**Your objective:**
Reproduce every line of the listing below without changing anything.

>> START

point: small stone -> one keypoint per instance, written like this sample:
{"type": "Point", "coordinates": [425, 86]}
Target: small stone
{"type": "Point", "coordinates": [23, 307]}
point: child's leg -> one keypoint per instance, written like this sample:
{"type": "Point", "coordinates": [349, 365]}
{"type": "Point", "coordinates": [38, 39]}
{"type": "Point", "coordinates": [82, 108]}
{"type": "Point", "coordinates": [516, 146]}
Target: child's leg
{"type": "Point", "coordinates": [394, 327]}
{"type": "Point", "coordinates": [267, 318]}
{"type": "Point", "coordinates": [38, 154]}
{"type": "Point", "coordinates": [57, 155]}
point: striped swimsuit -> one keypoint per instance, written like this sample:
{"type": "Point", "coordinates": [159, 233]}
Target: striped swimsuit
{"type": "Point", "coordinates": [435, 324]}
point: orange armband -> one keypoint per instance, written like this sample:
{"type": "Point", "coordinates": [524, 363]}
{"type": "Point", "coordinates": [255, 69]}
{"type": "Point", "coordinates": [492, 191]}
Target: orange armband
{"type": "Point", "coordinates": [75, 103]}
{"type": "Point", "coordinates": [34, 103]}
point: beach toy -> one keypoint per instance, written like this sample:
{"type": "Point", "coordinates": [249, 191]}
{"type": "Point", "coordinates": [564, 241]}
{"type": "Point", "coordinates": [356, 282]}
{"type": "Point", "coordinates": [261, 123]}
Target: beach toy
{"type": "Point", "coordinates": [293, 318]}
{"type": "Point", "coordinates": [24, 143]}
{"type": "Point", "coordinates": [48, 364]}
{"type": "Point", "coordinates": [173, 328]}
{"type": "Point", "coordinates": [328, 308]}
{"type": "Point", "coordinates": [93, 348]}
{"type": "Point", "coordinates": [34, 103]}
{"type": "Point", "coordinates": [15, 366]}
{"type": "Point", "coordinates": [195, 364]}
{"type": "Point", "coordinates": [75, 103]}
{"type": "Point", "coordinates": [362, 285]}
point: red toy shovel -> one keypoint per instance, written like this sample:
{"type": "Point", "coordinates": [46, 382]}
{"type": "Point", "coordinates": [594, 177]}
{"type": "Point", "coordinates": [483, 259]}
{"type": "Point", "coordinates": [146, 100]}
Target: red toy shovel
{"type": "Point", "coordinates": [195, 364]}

>> END

**Final answer:**
point: small stone -> one keypoint per instance, written like this sample:
{"type": "Point", "coordinates": [425, 86]}
Target: small stone
{"type": "Point", "coordinates": [23, 307]}
point: child's leg -> one keypoint per instance, written like this sample:
{"type": "Point", "coordinates": [349, 365]}
{"type": "Point", "coordinates": [38, 39]}
{"type": "Point", "coordinates": [82, 108]}
{"type": "Point", "coordinates": [516, 146]}
Target: child's leg
{"type": "Point", "coordinates": [394, 327]}
{"type": "Point", "coordinates": [267, 318]}
{"type": "Point", "coordinates": [38, 154]}
{"type": "Point", "coordinates": [57, 155]}
point: striped swimsuit -> one keypoint per instance, written like this sample:
{"type": "Point", "coordinates": [159, 233]}
Target: striped swimsuit
{"type": "Point", "coordinates": [435, 324]}
point: orange armband -> one keypoint per instance, written like this sample:
{"type": "Point", "coordinates": [524, 363]}
{"type": "Point", "coordinates": [255, 69]}
{"type": "Point", "coordinates": [492, 191]}
Target: orange armband
{"type": "Point", "coordinates": [75, 103]}
{"type": "Point", "coordinates": [34, 103]}
point: beach toy -> one keypoint per instance, written like this sample:
{"type": "Point", "coordinates": [249, 191]}
{"type": "Point", "coordinates": [564, 241]}
{"type": "Point", "coordinates": [356, 282]}
{"type": "Point", "coordinates": [261, 123]}
Target: beach toy
{"type": "Point", "coordinates": [293, 318]}
{"type": "Point", "coordinates": [24, 143]}
{"type": "Point", "coordinates": [48, 364]}
{"type": "Point", "coordinates": [173, 328]}
{"type": "Point", "coordinates": [328, 308]}
{"type": "Point", "coordinates": [93, 348]}
{"type": "Point", "coordinates": [34, 103]}
{"type": "Point", "coordinates": [15, 366]}
{"type": "Point", "coordinates": [195, 364]}
{"type": "Point", "coordinates": [75, 103]}
{"type": "Point", "coordinates": [362, 285]}
point: red toy shovel -> one keypoint per instance, written like this sample:
{"type": "Point", "coordinates": [46, 382]}
{"type": "Point", "coordinates": [594, 177]}
{"type": "Point", "coordinates": [483, 259]}
{"type": "Point", "coordinates": [146, 100]}
Target: red toy shovel
{"type": "Point", "coordinates": [195, 364]}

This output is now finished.